* [What to produce] Copy out only the lines from the one containing "Point to every instance of the metal ladder" through the last line below, replacing "metal ladder rung" with "steel ladder rung" and leaving everything else unchanged.

* [Provided information]
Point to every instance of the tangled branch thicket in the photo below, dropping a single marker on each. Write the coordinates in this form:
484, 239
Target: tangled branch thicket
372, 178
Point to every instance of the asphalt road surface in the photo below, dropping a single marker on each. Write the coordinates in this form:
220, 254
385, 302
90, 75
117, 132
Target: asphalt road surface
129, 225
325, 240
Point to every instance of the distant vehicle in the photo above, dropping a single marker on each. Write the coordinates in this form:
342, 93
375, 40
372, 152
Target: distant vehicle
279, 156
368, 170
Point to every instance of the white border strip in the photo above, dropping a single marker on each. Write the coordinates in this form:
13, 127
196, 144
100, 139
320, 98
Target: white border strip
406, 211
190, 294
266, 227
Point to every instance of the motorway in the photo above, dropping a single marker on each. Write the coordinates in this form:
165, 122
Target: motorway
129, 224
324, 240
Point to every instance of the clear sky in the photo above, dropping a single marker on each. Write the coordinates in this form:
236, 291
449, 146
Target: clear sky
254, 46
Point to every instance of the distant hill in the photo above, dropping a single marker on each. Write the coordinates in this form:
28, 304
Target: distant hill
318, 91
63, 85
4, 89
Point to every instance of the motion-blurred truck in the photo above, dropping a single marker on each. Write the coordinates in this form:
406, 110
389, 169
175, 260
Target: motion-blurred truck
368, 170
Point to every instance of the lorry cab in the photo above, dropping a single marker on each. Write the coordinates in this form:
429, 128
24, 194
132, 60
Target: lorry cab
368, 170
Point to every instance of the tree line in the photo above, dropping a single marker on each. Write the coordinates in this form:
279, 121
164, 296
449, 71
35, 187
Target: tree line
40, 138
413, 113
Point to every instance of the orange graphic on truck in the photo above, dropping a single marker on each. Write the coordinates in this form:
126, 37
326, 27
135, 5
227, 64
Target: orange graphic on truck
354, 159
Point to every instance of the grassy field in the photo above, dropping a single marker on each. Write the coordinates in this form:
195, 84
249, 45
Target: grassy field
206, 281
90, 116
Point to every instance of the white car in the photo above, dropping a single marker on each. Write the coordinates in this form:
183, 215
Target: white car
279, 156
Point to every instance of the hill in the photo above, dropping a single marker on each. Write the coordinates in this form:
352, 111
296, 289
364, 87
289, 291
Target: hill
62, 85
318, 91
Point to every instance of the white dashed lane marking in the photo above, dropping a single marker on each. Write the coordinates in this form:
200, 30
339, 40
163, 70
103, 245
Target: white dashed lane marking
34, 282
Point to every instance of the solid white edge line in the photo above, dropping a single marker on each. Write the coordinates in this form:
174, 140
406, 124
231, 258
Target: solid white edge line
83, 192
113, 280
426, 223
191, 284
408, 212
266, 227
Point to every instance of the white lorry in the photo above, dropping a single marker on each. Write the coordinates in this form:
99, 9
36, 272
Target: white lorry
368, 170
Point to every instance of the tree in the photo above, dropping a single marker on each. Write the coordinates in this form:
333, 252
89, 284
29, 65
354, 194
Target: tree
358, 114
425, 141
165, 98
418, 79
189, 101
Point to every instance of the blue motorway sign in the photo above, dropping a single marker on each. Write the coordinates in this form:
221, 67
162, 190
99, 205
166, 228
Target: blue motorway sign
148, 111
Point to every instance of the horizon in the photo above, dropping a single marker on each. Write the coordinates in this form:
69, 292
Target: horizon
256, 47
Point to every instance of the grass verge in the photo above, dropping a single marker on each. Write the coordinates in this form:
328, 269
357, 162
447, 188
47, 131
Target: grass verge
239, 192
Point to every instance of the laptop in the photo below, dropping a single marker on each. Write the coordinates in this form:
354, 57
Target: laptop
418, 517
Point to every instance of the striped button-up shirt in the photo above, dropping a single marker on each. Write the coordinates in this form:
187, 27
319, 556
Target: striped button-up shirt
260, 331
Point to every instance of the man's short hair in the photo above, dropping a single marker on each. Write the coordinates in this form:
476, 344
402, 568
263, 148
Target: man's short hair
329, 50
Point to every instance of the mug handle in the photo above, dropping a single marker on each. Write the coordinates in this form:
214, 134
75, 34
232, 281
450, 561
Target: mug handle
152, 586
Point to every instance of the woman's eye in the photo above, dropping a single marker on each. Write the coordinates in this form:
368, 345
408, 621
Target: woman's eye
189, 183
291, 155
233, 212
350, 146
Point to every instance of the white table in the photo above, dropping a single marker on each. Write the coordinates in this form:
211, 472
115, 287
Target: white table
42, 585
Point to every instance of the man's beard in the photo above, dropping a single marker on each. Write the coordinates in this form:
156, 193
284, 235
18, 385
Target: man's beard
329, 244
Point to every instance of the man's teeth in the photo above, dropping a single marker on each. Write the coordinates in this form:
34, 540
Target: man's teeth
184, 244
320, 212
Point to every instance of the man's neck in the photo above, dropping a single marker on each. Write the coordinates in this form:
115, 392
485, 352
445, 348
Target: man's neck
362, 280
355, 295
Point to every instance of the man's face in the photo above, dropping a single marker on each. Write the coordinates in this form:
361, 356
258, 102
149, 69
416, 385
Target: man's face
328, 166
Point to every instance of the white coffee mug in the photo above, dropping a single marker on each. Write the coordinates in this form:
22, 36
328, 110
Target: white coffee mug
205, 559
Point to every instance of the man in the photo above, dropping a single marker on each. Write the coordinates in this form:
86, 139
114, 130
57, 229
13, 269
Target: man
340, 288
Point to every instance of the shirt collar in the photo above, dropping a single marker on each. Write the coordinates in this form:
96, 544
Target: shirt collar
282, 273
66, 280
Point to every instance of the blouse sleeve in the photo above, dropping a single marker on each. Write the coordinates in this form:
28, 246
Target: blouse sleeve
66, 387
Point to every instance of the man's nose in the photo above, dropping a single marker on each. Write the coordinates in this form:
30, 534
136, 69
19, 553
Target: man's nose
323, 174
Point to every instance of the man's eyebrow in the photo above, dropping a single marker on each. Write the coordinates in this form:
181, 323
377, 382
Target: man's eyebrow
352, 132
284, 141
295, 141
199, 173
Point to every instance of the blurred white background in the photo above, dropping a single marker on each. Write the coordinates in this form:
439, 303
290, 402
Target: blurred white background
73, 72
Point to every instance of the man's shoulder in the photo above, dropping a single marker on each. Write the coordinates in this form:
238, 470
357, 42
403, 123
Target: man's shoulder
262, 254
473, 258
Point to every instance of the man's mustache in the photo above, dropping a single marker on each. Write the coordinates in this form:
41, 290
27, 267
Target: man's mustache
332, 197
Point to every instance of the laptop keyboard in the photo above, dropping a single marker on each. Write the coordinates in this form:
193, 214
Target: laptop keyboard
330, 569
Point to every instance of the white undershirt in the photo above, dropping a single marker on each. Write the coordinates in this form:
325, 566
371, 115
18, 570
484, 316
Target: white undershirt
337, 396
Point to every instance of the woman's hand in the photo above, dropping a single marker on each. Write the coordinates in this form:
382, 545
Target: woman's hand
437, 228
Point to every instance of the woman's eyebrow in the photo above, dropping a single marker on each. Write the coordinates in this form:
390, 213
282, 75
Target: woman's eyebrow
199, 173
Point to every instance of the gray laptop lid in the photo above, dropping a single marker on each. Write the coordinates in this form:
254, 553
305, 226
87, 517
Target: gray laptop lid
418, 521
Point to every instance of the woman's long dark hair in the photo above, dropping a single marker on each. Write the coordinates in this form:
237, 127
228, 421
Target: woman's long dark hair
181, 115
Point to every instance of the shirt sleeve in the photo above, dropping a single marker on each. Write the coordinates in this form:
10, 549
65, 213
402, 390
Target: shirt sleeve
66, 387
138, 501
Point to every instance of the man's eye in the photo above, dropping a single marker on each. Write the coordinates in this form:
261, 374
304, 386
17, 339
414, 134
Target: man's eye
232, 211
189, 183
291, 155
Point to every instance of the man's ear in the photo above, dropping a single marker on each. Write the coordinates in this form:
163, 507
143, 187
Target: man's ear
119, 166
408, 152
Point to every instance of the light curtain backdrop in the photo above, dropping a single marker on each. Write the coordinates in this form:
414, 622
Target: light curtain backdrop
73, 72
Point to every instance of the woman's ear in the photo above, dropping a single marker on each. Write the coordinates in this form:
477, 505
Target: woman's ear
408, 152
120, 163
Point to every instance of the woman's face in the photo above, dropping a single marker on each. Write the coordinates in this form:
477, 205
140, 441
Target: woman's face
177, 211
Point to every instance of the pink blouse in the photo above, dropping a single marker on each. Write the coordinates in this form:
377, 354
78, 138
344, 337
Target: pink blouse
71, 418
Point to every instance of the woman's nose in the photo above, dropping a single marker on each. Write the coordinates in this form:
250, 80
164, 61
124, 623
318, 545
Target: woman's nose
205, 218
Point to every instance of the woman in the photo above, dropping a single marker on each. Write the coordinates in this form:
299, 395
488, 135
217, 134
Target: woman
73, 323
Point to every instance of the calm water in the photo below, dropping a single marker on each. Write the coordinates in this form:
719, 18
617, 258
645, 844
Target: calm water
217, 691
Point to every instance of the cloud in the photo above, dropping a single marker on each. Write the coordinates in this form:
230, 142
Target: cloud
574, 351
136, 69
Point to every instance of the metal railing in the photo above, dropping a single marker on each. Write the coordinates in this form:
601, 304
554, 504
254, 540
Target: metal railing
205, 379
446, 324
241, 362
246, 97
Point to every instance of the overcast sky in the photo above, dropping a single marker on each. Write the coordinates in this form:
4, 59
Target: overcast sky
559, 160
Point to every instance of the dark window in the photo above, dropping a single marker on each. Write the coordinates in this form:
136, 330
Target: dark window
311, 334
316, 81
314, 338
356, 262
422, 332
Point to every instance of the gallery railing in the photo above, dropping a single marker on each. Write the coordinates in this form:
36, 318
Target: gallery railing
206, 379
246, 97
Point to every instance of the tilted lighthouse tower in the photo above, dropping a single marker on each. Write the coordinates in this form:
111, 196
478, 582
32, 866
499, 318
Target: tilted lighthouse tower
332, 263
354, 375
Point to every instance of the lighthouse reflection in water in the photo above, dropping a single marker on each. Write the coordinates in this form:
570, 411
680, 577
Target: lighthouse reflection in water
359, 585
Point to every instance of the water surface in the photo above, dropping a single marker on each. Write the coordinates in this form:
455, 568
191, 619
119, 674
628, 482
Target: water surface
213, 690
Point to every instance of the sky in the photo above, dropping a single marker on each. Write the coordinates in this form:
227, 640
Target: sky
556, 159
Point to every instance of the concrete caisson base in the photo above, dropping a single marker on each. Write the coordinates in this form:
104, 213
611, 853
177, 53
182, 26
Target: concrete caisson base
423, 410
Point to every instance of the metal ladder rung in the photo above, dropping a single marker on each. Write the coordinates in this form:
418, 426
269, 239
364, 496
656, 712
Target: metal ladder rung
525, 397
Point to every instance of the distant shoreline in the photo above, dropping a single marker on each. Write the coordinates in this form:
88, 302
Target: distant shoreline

* [Result for this exercise]
Point to every instance of the steel ladder rung in the photo above, dropping a single marker on each. Write the coordinates in this form:
418, 426
269, 239
364, 496
656, 712
Target: steel ladder rung
525, 397
Point to every instance of the distant shoreline in the photo above, dropping a single marker on each. Write the coordinates in this form:
88, 302
Target: distant shoreline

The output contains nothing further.